→ **REQUIREMENT**
Write each line exactly, from the line that holds "cabbage above? Mark it with a dot." through the final line of the material, and no other line.

→ **Pointing dataset records**
=======

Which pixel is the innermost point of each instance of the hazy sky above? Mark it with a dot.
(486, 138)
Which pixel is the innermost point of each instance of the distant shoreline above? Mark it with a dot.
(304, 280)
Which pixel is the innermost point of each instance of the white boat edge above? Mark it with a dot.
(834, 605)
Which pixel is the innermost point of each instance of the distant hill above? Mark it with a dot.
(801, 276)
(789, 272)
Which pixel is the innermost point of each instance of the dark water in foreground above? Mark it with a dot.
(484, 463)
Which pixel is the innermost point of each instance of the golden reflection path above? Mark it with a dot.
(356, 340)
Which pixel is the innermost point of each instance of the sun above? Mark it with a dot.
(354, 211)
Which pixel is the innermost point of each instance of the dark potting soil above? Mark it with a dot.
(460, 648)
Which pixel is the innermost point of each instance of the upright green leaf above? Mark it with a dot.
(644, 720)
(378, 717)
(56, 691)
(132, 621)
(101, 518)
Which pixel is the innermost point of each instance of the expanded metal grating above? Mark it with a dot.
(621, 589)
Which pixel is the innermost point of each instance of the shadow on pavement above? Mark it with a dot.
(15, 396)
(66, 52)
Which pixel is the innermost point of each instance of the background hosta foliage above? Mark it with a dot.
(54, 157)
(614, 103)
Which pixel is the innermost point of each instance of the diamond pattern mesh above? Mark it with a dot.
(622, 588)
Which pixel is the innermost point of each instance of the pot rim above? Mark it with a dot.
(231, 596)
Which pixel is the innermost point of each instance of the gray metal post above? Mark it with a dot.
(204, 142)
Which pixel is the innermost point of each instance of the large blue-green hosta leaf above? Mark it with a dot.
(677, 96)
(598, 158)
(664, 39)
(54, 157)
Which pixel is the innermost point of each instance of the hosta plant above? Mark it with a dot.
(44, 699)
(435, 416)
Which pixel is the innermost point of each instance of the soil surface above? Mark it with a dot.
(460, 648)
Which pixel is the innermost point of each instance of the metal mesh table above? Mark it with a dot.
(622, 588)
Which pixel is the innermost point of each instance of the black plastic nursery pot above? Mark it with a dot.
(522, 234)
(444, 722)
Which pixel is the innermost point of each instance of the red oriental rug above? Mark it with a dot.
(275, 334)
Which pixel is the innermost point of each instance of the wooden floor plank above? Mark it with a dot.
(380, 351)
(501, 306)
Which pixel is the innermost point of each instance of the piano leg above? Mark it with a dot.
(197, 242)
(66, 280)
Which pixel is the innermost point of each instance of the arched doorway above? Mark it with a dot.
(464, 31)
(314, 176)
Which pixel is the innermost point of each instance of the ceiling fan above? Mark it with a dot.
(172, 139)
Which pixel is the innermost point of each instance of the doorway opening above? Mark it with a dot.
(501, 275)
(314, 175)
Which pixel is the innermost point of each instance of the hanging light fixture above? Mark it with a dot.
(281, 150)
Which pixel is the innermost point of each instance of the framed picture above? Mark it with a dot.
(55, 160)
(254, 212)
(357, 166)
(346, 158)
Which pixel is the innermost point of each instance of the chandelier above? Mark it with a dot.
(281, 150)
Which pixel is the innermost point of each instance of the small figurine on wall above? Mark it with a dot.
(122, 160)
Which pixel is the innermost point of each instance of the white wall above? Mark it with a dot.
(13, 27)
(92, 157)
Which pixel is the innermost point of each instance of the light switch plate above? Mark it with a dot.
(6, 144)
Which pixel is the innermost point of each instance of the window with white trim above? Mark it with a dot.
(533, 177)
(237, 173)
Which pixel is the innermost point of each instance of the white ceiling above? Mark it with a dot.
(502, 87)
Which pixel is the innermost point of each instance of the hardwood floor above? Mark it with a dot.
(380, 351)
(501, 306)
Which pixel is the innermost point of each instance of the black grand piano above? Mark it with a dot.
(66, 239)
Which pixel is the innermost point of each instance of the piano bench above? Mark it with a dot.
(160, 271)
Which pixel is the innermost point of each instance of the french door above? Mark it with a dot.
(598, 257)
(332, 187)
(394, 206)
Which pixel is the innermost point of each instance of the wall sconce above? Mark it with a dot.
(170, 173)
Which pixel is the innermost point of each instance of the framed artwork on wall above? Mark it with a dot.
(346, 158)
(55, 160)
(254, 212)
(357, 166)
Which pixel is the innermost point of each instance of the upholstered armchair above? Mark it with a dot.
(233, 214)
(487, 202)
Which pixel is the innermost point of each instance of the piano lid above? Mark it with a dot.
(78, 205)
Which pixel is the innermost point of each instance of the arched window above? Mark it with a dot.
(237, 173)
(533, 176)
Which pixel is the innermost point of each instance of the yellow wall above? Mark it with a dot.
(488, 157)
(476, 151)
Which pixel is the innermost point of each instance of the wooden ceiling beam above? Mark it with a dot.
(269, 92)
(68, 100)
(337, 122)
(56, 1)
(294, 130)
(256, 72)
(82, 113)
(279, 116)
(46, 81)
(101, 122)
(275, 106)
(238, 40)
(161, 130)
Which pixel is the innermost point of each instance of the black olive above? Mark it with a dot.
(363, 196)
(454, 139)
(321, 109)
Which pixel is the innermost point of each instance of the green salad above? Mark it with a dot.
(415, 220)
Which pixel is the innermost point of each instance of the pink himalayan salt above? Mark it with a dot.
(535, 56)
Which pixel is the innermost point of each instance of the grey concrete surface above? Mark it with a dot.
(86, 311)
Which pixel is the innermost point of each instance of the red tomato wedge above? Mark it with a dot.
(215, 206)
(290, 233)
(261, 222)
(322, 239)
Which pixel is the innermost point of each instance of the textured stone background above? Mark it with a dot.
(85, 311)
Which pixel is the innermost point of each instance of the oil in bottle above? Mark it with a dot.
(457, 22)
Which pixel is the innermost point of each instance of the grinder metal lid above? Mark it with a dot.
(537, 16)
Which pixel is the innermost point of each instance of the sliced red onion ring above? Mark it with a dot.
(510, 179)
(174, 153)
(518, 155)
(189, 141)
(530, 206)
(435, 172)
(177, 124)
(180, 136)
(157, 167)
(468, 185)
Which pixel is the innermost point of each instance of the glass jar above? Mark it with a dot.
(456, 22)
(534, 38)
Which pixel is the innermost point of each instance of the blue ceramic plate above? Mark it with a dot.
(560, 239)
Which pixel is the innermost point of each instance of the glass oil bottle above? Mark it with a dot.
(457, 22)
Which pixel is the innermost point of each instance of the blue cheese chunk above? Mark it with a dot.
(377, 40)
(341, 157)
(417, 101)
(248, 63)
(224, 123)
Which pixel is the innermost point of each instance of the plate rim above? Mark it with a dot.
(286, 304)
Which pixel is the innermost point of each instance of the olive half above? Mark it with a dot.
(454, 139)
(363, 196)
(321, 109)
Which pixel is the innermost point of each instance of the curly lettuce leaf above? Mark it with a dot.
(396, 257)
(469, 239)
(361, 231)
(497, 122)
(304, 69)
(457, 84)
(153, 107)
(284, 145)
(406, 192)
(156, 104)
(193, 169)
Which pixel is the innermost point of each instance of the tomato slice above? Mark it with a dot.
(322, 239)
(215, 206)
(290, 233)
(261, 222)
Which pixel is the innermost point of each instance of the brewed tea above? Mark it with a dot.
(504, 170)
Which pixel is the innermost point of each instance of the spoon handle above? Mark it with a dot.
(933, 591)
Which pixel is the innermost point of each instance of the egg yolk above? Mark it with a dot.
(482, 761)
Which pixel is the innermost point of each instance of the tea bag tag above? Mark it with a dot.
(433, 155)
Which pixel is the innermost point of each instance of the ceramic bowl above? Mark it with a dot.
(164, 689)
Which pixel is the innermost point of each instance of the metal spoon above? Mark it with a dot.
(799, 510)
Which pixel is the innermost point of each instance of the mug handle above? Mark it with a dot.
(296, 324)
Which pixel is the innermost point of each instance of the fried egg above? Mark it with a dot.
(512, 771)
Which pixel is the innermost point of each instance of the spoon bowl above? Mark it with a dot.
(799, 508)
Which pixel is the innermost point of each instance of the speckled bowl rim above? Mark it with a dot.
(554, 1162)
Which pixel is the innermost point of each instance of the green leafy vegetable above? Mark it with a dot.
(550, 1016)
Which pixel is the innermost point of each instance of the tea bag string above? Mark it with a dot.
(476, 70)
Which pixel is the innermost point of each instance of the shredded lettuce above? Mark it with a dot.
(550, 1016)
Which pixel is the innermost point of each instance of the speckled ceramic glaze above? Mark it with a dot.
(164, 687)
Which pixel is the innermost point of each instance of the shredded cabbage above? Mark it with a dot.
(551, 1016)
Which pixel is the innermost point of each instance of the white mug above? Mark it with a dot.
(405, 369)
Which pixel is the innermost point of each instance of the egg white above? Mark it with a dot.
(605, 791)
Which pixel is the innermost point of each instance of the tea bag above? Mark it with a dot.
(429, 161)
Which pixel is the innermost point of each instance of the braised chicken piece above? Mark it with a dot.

=======

→ **OUTPUT FOR THIS EXERCISE**
Which pixel is the innermost point of each instance of the shredded cabbage above? Mark it with a dot.
(551, 1016)
Which pixel is the innermost point of each instance of the white mug above? Mark it with a dot.
(405, 369)
Which pixel is the innermost point of each instance of the egg white above? Mark it with a dot.
(605, 791)
Which pixel is the innermost point of each instance of the tea bag above? Mark it with a dot.
(429, 161)
Which pixel is the innermost point of each instance of the braised chicken piece above? Mark it with a dot.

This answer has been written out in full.